# WHAT IS BEING ASKED
Lines from the one containing "of the table" through the end of the entries below: set them down exactly, both ends included, with nothing added.

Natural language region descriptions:
--- START ---
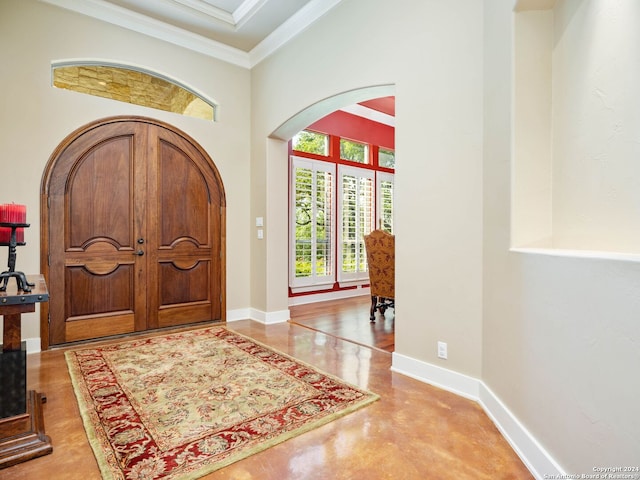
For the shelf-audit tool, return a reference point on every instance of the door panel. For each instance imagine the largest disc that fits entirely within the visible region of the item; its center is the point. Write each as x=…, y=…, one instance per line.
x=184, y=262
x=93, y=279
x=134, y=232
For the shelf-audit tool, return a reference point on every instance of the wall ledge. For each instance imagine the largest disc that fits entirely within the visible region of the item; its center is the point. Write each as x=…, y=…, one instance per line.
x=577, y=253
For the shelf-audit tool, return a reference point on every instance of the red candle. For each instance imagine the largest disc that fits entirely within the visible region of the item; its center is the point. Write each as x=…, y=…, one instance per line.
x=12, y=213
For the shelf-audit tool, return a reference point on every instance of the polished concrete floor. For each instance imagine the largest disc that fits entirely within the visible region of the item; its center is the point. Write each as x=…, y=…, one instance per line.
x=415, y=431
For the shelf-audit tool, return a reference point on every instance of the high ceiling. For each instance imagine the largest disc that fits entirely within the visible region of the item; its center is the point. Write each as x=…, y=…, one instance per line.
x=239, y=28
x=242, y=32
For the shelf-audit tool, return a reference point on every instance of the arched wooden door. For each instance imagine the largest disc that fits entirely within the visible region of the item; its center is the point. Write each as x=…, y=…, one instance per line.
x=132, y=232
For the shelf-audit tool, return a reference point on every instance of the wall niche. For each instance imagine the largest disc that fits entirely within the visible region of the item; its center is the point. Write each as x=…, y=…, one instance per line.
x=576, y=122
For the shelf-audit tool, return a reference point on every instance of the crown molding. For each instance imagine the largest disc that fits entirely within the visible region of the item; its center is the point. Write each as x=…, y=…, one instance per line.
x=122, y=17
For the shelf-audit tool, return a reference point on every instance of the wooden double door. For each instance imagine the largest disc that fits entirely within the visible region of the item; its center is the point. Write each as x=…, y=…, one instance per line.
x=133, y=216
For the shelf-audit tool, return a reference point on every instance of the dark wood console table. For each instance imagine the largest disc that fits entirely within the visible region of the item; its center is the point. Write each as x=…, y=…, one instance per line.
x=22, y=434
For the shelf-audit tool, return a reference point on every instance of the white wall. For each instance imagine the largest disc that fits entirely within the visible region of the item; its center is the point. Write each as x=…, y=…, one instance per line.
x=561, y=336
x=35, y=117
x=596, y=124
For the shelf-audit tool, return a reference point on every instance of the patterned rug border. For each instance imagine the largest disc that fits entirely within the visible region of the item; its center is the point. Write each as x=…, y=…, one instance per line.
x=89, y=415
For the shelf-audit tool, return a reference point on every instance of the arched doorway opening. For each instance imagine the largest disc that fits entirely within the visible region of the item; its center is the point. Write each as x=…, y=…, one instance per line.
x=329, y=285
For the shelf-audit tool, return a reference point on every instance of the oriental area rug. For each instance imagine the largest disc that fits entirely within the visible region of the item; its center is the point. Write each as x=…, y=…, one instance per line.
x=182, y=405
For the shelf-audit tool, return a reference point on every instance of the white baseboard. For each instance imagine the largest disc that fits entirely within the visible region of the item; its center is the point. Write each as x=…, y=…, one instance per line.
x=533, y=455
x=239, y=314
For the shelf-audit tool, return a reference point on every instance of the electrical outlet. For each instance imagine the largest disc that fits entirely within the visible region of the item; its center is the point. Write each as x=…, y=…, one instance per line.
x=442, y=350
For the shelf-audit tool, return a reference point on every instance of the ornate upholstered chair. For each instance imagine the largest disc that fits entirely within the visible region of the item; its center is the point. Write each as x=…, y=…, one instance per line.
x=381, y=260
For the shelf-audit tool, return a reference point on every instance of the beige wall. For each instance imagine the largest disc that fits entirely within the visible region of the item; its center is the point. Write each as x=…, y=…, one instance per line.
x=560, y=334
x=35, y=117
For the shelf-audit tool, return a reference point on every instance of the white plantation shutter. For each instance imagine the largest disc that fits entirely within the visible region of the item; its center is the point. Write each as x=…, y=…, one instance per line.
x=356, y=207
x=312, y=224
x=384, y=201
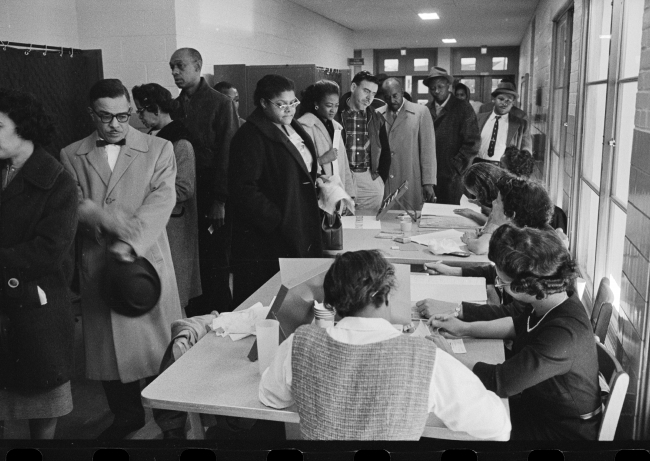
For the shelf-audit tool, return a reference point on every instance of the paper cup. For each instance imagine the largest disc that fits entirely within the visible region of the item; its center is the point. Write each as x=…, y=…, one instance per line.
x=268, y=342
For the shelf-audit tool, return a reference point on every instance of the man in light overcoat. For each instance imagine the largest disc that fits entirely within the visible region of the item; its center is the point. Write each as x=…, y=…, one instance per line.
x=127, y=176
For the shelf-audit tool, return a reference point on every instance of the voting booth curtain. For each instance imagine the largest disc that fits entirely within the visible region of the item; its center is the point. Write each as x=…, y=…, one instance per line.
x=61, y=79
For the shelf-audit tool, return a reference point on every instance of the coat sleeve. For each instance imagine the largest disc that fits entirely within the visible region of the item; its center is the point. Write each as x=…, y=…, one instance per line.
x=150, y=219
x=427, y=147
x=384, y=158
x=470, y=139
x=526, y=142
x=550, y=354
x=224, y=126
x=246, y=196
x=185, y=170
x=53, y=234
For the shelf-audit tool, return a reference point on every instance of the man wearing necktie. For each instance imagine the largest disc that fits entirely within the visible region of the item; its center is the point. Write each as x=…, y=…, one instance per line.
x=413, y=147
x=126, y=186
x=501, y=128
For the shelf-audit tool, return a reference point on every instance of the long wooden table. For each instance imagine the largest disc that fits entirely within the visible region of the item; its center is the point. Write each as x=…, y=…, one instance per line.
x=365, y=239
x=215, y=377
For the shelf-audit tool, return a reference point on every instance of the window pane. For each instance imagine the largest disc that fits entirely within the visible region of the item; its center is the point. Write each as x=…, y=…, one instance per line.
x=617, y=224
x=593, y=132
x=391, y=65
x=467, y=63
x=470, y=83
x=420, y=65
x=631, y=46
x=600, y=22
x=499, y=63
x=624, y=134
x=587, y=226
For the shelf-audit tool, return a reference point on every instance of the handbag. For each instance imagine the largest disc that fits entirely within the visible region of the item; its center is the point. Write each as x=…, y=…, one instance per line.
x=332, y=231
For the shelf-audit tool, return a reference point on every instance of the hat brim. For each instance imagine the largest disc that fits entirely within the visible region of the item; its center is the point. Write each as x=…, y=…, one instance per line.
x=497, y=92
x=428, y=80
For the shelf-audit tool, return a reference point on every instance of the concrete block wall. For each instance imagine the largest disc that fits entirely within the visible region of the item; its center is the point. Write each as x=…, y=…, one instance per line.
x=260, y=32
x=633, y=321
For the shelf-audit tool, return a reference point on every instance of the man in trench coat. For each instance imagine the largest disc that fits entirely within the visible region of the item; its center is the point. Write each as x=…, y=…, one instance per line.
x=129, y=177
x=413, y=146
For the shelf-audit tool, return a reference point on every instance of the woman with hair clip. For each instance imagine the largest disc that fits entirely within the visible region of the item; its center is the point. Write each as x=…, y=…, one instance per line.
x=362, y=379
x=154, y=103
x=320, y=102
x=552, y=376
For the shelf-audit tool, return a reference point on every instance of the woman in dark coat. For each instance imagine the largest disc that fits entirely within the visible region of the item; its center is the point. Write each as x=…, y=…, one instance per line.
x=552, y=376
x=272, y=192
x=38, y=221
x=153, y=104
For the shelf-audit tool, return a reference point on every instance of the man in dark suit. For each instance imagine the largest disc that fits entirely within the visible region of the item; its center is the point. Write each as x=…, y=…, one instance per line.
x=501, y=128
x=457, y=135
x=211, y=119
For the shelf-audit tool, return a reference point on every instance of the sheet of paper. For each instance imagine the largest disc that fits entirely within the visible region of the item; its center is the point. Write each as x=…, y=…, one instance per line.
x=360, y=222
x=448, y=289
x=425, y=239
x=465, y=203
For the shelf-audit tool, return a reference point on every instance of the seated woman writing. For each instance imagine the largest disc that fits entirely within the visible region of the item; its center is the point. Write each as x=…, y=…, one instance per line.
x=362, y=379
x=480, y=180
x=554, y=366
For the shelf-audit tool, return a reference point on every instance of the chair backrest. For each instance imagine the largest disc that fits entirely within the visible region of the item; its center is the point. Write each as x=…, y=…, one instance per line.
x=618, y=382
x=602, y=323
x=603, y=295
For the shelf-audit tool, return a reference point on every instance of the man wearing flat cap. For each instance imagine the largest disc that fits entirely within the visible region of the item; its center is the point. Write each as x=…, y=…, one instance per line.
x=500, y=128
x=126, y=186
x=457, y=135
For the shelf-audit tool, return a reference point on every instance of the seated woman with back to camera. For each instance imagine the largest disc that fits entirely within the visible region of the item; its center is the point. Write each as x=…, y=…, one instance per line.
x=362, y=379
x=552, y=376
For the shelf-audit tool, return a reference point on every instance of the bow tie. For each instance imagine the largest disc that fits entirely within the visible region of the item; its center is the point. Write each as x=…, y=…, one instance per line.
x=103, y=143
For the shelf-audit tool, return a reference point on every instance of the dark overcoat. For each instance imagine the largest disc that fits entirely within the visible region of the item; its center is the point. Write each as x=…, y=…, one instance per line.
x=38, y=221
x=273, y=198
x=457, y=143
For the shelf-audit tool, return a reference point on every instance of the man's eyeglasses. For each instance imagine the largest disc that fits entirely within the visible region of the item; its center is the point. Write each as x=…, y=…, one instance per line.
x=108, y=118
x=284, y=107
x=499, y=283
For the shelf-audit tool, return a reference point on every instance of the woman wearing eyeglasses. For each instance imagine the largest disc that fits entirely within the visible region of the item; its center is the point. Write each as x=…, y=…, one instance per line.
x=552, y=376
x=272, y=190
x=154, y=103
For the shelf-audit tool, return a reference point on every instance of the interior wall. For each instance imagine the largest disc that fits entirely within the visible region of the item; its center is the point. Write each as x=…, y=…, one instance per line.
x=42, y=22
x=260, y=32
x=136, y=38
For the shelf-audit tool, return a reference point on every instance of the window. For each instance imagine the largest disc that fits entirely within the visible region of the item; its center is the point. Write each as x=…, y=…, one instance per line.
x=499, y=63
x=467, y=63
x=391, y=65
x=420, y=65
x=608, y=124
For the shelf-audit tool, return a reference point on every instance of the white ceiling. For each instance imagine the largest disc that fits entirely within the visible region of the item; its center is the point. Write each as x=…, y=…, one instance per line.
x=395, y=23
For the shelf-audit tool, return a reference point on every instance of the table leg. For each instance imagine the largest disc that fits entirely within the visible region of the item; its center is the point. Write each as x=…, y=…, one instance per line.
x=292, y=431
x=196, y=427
--- END ---
# RESULT OF THE TASK
For the shelf-audit tool, return a reference point on every instance of the table leg. For each instance imagine the largest disc that fits entirely within the visible region of the item; its center is the point. Write each as x=…, y=…, one instance per line.
x=292, y=431
x=196, y=427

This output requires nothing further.